= Beginning of Section =

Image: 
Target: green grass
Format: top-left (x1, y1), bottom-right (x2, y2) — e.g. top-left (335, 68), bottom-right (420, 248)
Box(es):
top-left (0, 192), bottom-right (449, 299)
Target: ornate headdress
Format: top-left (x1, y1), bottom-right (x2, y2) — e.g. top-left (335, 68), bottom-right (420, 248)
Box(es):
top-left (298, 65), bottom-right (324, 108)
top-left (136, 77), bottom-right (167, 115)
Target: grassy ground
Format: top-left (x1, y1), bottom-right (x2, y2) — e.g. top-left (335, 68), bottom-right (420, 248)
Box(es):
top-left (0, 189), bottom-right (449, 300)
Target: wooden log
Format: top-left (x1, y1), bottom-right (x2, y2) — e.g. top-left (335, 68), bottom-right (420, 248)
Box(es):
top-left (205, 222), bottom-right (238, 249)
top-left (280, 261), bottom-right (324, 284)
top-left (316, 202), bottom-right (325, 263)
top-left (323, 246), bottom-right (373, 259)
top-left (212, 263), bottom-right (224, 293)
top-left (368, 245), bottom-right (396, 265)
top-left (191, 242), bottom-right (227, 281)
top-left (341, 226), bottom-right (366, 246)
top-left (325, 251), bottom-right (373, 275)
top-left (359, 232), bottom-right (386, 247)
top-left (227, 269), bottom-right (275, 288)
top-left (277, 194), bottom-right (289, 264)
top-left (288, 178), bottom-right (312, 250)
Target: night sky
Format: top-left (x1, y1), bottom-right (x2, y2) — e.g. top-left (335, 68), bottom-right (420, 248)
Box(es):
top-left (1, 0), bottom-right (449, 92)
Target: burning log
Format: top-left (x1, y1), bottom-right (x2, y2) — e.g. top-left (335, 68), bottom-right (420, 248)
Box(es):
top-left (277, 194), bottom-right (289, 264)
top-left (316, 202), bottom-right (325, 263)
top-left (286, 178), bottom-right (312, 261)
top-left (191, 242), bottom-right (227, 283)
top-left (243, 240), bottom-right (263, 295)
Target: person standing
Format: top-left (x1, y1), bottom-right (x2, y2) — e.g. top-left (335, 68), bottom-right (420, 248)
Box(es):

= End of Section =

- _WORK INSTRUCTIONS_
Each and every record above needs writing out exactly.

- _RESPONSE BOX_
Image: 
Target: green grass
Format: top-left (x1, y1), bottom-right (x2, y2) — e.g. top-left (335, 68), bottom-right (420, 248)
Box(es):
top-left (0, 192), bottom-right (449, 299)
Target: ornate headdress
Format: top-left (x1, y1), bottom-right (x2, y2) — e.g. top-left (335, 68), bottom-right (420, 248)
Box(es):
top-left (298, 65), bottom-right (324, 108)
top-left (136, 77), bottom-right (167, 115)
Target: grassy ground
Format: top-left (x1, y1), bottom-right (x2, y2) — e.g. top-left (335, 68), bottom-right (420, 248)
Box(es):
top-left (0, 189), bottom-right (449, 300)
Target: wooden log
Format: top-left (x1, y1), bottom-right (x2, y2) — e.g. top-left (335, 68), bottom-right (420, 248)
Box(es):
top-left (205, 222), bottom-right (238, 249)
top-left (280, 261), bottom-right (324, 284)
top-left (316, 202), bottom-right (325, 263)
top-left (323, 246), bottom-right (373, 259)
top-left (212, 263), bottom-right (224, 293)
top-left (368, 245), bottom-right (396, 265)
top-left (191, 242), bottom-right (227, 281)
top-left (341, 226), bottom-right (366, 246)
top-left (325, 251), bottom-right (373, 275)
top-left (359, 232), bottom-right (386, 247)
top-left (227, 269), bottom-right (275, 288)
top-left (277, 194), bottom-right (289, 264)
top-left (288, 178), bottom-right (312, 250)
Target: night sky
Format: top-left (x1, y1), bottom-right (x2, y2) — e.g. top-left (335, 68), bottom-right (420, 248)
Box(es):
top-left (1, 0), bottom-right (449, 92)
Target: burning log
Format: top-left (x1, y1), bottom-right (x2, y2) — e.g. top-left (335, 68), bottom-right (420, 248)
Box(es):
top-left (277, 194), bottom-right (289, 264)
top-left (316, 202), bottom-right (325, 263)
top-left (286, 178), bottom-right (312, 261)
top-left (191, 242), bottom-right (227, 283)
top-left (243, 240), bottom-right (263, 295)
Target: person standing
Format: top-left (x1, y1), bottom-right (x2, y2) — e.g. top-left (335, 68), bottom-right (420, 248)
Box(es):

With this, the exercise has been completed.